## Exercise details
Output the number of lines in the entries below with the string "background" in them, and nothing further.

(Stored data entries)

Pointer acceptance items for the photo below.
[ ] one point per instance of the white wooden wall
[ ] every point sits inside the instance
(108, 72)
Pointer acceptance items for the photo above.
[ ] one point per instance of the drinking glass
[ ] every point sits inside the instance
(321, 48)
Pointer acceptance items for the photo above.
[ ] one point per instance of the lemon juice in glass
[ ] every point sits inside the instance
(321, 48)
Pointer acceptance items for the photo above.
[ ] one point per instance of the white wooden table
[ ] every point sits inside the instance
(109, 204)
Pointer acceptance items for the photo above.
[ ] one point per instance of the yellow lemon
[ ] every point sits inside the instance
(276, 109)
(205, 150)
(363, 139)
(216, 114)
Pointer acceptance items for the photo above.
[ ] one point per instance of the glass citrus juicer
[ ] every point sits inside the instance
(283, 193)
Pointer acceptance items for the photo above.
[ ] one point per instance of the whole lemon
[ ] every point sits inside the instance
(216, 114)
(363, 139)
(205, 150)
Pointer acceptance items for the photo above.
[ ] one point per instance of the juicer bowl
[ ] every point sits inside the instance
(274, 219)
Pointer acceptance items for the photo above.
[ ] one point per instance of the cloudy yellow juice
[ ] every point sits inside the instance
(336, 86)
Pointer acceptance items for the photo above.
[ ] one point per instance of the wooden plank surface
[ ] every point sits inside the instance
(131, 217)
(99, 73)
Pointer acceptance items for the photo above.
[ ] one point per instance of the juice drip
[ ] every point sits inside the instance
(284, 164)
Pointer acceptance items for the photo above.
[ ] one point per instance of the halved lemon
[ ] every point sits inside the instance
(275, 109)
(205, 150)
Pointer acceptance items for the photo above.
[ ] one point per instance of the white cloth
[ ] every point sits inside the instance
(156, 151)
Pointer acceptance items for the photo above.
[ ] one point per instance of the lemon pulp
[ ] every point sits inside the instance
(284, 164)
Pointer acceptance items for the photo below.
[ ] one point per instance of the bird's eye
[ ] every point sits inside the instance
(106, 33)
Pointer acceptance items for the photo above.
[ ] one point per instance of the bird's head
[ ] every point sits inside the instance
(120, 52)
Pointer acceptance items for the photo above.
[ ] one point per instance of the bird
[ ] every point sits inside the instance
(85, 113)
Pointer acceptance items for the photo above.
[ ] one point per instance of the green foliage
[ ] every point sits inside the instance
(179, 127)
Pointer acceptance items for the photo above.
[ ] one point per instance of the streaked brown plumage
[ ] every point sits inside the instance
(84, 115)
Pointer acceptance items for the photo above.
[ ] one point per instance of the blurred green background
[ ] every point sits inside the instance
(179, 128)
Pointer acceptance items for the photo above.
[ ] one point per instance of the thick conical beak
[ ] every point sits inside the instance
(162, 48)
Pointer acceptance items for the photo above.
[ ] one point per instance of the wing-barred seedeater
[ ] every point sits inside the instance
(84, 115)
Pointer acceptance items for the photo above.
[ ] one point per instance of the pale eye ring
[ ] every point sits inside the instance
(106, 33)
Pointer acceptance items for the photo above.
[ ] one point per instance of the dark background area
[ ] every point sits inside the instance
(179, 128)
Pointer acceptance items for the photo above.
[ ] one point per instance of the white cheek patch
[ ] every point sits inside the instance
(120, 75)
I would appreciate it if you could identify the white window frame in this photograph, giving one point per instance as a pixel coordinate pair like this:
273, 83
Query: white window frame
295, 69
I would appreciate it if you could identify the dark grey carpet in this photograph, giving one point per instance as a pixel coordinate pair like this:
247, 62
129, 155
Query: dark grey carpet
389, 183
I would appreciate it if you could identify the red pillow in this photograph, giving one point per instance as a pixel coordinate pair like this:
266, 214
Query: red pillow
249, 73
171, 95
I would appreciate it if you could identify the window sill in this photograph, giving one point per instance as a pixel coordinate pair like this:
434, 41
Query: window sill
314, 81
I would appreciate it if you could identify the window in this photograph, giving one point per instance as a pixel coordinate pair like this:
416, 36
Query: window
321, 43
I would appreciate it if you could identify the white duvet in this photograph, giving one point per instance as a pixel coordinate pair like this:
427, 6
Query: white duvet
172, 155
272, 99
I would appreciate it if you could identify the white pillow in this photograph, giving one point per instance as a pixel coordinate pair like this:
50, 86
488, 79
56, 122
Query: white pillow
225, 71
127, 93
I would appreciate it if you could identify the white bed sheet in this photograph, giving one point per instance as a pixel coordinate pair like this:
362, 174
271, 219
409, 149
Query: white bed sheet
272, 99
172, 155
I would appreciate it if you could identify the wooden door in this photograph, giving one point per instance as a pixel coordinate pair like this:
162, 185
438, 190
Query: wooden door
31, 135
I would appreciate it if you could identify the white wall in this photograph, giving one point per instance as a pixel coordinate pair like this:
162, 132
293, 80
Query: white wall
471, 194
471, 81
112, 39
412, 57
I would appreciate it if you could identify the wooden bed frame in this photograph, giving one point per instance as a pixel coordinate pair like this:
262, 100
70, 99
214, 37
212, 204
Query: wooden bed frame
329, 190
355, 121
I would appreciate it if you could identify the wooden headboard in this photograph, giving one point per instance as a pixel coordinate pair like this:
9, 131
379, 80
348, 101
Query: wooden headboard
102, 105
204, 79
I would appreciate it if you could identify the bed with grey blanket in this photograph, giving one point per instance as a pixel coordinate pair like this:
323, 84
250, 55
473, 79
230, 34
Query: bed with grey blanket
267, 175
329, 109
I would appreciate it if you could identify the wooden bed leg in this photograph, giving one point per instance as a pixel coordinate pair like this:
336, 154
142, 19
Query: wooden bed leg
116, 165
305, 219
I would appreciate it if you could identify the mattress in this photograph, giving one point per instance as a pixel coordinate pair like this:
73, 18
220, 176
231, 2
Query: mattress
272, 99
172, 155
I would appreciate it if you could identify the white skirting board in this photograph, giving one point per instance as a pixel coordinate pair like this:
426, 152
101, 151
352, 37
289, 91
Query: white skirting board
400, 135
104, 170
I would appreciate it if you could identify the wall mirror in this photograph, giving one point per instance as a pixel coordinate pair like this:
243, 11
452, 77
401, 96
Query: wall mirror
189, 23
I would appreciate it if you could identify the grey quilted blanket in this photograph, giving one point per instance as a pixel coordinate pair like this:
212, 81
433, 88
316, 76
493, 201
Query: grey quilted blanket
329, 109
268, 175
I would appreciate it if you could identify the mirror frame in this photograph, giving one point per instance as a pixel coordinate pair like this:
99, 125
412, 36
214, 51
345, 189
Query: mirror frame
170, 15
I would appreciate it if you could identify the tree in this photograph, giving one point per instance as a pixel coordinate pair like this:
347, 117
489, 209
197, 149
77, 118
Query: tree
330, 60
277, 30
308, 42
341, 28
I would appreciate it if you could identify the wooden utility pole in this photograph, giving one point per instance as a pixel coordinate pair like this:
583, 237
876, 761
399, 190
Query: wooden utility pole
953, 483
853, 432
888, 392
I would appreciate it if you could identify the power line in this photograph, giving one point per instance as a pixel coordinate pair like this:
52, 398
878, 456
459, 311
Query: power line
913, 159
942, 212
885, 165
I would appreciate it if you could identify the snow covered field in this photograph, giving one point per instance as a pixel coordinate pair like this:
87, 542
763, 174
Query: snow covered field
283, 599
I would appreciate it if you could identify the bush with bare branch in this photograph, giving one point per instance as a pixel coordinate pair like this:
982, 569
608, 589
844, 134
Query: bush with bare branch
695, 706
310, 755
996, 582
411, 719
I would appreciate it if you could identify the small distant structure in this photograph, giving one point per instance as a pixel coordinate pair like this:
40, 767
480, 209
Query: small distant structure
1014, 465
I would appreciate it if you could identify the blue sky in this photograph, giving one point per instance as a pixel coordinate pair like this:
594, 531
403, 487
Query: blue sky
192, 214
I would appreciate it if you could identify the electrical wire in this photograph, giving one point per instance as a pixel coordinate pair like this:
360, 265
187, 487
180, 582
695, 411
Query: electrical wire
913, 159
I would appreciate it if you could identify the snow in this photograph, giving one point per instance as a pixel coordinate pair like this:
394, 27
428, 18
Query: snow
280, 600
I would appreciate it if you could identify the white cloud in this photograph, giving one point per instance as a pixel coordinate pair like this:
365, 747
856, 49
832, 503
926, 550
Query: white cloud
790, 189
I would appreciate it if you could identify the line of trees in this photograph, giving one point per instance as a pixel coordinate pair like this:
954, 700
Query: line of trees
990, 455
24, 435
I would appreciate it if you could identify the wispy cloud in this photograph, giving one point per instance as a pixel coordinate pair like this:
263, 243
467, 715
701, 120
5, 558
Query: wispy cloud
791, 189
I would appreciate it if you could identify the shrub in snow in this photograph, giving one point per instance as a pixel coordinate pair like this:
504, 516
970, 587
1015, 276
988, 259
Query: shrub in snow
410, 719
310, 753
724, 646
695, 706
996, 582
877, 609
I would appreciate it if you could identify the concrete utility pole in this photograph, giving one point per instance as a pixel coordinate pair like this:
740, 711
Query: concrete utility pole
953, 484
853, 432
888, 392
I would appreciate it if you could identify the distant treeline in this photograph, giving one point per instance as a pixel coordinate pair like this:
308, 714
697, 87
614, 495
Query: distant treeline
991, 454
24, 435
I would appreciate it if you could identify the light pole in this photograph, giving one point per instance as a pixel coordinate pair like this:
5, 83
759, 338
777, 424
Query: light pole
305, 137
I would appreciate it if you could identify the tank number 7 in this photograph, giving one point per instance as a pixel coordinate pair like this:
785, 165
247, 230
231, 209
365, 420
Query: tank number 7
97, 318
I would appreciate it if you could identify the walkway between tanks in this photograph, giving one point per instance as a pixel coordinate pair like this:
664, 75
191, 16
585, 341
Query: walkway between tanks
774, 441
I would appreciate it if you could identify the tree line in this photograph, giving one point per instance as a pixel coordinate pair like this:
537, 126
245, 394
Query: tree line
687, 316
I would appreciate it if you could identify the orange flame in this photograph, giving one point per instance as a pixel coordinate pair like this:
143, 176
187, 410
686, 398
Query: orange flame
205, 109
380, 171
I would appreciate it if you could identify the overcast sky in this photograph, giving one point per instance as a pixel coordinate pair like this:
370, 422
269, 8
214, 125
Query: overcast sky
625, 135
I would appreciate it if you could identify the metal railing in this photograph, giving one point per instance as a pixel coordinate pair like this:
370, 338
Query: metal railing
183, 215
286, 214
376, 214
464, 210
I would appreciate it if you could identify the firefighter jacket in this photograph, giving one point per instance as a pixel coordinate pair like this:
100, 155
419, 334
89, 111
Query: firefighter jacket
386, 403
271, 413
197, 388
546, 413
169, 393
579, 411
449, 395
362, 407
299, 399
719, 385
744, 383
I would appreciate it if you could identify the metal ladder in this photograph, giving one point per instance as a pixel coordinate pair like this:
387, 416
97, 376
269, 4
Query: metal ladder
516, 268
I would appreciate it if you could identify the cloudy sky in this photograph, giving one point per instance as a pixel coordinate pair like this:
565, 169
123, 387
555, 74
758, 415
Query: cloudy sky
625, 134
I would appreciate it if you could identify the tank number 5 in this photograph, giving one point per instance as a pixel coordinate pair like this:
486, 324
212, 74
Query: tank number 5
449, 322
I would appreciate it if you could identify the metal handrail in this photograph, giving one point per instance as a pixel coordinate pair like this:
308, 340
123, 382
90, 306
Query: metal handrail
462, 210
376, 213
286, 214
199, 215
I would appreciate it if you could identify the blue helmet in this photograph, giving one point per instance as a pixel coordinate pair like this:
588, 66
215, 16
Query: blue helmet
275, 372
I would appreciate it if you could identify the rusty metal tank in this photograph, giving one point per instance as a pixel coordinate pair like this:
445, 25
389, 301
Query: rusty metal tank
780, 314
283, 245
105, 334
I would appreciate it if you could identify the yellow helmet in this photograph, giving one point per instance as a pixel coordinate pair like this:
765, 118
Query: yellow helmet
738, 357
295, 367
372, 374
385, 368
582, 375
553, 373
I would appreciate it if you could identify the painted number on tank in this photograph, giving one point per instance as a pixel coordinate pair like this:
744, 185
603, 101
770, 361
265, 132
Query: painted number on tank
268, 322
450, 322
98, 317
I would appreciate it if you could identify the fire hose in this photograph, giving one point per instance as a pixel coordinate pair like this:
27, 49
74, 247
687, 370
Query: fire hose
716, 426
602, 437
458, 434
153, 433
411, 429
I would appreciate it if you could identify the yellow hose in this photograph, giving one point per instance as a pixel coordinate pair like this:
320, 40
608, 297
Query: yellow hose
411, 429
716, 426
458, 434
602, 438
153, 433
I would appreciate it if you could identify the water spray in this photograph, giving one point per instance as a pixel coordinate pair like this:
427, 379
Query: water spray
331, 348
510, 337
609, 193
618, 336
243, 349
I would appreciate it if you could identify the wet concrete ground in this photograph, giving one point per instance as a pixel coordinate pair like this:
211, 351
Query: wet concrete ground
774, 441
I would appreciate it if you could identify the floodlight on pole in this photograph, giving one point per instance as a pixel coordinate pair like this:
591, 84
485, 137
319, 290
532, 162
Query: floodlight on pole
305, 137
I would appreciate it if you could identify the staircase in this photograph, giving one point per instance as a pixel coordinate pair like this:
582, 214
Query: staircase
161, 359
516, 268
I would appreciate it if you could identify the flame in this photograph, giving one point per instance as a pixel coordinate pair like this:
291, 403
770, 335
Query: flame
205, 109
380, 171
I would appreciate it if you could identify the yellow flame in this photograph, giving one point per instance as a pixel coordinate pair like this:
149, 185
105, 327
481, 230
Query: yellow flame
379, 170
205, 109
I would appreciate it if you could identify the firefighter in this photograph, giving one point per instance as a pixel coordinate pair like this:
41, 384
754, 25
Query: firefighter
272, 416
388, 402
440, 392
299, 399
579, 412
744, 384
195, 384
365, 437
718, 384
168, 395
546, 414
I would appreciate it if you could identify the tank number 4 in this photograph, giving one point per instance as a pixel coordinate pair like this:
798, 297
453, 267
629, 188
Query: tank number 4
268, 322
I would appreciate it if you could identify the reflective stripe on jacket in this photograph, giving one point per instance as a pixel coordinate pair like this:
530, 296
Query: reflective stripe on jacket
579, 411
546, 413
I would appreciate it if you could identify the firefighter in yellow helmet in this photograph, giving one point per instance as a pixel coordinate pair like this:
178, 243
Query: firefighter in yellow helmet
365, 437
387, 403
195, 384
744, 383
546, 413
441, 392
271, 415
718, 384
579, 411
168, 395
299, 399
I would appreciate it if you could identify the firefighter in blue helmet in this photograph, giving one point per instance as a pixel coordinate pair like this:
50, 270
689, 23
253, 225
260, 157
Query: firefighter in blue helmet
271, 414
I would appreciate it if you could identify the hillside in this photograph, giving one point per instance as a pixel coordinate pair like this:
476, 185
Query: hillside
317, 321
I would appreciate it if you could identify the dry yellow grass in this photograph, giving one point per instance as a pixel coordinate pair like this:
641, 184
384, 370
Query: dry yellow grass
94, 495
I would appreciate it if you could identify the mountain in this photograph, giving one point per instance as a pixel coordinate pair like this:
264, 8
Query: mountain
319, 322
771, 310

## Answer to the exercise
2